<<<<
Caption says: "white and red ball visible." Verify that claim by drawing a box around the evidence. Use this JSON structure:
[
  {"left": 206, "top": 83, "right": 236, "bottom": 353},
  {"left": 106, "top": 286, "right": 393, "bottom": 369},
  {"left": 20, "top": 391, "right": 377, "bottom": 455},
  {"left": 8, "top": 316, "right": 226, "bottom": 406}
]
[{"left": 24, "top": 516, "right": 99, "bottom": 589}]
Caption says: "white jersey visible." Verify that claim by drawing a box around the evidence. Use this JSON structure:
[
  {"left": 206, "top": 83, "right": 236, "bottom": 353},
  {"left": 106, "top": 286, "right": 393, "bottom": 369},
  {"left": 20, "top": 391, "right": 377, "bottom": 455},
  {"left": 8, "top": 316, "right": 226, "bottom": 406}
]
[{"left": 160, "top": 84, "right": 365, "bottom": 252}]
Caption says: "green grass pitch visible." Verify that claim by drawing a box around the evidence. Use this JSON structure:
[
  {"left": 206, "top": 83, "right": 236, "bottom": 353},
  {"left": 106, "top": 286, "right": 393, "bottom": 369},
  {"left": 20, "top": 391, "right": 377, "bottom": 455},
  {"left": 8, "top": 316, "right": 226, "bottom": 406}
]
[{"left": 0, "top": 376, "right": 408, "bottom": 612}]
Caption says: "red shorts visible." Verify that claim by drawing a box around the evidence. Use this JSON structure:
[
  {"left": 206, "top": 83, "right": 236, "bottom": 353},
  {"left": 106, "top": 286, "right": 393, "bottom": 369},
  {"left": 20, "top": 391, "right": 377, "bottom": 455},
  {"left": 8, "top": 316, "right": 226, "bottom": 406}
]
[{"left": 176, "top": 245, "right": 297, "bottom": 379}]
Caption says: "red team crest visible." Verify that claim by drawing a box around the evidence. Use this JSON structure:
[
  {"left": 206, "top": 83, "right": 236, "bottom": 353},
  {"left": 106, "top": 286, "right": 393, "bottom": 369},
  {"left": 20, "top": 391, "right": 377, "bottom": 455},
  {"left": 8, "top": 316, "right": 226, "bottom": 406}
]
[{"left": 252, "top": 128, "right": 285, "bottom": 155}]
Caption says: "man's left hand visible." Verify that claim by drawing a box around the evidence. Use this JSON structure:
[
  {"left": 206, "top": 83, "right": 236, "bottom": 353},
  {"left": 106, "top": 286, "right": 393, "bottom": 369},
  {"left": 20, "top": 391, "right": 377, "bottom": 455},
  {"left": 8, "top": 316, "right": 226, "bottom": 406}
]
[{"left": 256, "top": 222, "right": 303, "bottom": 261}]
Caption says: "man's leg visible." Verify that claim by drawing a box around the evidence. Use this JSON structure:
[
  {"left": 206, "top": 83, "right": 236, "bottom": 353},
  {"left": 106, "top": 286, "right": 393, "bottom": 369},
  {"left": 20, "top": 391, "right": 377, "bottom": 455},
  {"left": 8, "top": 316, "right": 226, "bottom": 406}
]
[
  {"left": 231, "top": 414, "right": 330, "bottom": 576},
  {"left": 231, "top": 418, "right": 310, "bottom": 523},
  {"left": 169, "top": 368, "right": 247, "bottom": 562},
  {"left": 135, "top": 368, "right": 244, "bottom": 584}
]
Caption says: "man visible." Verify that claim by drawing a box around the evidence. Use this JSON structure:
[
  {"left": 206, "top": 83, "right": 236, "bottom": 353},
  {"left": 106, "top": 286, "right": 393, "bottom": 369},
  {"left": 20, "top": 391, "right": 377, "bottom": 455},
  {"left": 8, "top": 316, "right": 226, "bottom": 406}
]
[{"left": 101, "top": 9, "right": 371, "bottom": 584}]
>>>>
[EXERCISE PROMPT] Identify every line in the records above that contains the string "white", and copy each of those lines. Case counts.

[FINISHED ANSWER]
Caption says: "white and red ball visible." Verify that claim by drawing a box around the evidence. Use this JSON structure:
Caption says: "white jersey visible." Verify that claim by drawing a box around the evidence. Use this JSON structure:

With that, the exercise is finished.